**Aim of the task**
From the entries that follow, report every line in which "hazy" occurs.

**Extracted material**
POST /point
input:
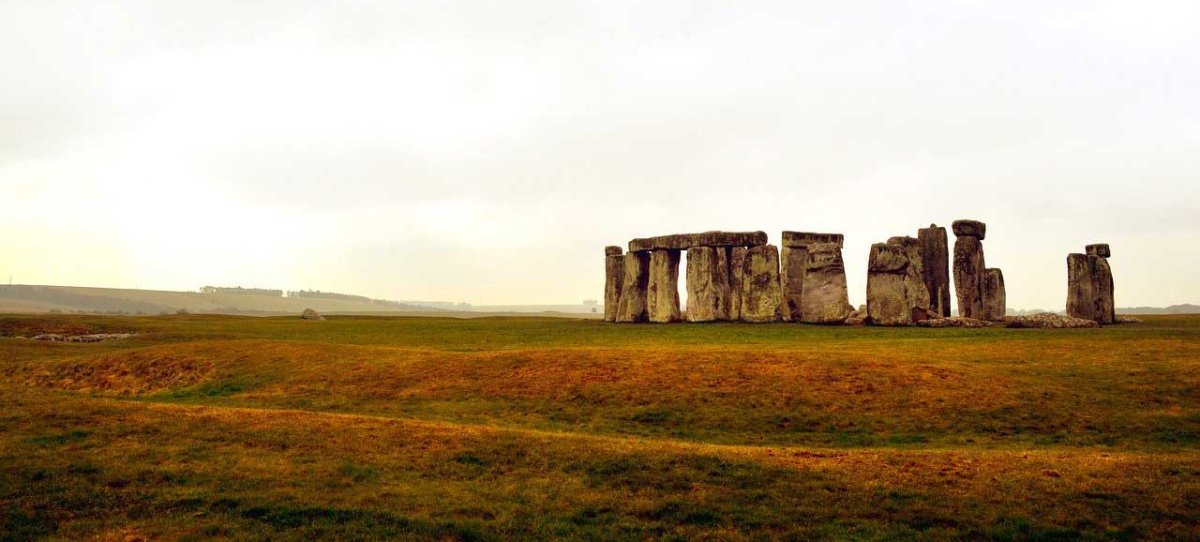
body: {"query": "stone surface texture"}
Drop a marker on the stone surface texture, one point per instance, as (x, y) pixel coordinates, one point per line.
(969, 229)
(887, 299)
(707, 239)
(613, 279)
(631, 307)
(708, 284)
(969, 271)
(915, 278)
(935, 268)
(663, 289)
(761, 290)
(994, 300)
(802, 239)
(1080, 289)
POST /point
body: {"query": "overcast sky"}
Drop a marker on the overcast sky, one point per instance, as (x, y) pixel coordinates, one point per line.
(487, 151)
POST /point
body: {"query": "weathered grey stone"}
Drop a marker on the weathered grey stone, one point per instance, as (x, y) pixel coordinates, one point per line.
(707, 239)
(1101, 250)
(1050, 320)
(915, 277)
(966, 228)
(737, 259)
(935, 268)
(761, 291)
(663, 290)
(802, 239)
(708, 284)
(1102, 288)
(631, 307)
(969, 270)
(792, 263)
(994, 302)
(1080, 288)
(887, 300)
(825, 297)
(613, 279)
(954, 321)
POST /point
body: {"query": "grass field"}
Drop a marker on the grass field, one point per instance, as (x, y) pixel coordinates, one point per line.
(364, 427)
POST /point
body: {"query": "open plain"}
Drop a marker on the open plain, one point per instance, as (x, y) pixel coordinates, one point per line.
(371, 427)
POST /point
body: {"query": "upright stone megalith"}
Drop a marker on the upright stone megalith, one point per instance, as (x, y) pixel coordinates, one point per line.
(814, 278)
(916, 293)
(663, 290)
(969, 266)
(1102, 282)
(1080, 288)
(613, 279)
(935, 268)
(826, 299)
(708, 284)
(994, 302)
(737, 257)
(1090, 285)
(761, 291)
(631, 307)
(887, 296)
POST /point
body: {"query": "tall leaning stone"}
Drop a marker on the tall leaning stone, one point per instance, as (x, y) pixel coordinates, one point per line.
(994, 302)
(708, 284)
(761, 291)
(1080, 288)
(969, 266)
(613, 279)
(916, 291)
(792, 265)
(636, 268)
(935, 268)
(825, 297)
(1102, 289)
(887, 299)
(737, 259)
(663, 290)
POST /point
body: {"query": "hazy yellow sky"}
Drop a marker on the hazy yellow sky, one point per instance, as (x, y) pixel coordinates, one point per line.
==
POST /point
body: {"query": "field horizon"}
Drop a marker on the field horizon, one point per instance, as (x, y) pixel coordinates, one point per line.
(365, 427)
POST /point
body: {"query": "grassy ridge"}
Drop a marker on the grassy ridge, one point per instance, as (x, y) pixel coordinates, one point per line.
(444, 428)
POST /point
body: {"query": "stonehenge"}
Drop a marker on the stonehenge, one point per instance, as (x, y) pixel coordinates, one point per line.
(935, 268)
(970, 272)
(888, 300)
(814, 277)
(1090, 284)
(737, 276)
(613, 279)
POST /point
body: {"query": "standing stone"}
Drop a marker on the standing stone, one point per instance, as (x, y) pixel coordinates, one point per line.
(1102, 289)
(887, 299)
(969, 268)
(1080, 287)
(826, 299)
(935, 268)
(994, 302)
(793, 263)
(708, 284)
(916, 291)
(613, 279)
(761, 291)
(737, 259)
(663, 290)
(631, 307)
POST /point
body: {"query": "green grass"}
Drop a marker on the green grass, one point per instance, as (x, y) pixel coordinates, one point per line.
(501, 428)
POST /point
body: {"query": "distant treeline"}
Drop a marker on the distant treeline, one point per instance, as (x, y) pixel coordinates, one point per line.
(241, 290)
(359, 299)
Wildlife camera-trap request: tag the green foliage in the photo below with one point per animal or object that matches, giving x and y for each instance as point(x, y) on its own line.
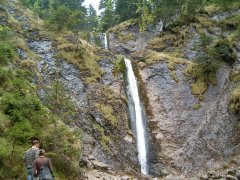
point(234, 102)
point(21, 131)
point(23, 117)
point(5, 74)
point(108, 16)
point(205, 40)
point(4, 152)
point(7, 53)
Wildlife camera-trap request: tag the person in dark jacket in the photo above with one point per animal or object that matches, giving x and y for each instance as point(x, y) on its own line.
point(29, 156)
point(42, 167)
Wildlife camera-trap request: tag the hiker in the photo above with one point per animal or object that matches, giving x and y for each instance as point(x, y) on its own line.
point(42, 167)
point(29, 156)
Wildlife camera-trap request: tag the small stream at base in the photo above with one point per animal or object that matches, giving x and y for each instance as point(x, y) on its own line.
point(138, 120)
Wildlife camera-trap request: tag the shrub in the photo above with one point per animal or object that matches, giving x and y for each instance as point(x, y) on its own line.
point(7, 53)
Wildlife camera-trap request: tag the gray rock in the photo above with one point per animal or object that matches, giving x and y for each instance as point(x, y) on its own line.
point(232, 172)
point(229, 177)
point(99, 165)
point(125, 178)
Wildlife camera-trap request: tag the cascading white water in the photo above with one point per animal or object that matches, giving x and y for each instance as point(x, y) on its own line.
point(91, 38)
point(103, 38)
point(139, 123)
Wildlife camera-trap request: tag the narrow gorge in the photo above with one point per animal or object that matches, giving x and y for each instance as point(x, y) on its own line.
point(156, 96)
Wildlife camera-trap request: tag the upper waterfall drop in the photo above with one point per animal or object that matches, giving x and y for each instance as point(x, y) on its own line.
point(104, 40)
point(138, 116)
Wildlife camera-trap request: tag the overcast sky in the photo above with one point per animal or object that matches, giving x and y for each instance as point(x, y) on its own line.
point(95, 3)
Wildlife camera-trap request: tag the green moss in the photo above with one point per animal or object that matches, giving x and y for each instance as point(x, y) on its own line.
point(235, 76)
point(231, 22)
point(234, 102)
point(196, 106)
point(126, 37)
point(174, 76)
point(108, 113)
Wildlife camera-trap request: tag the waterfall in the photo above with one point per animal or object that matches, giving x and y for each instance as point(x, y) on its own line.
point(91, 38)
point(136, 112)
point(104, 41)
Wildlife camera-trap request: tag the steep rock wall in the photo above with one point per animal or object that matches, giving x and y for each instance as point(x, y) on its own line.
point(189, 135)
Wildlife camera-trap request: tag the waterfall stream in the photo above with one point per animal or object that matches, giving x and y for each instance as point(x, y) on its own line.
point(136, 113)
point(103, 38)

**Answer**
body: {"query": "hazy yellow sky"}
Drop a marker on the hazy yellow sky, one point per instance, as (x, y) pixel coordinates, one point per line.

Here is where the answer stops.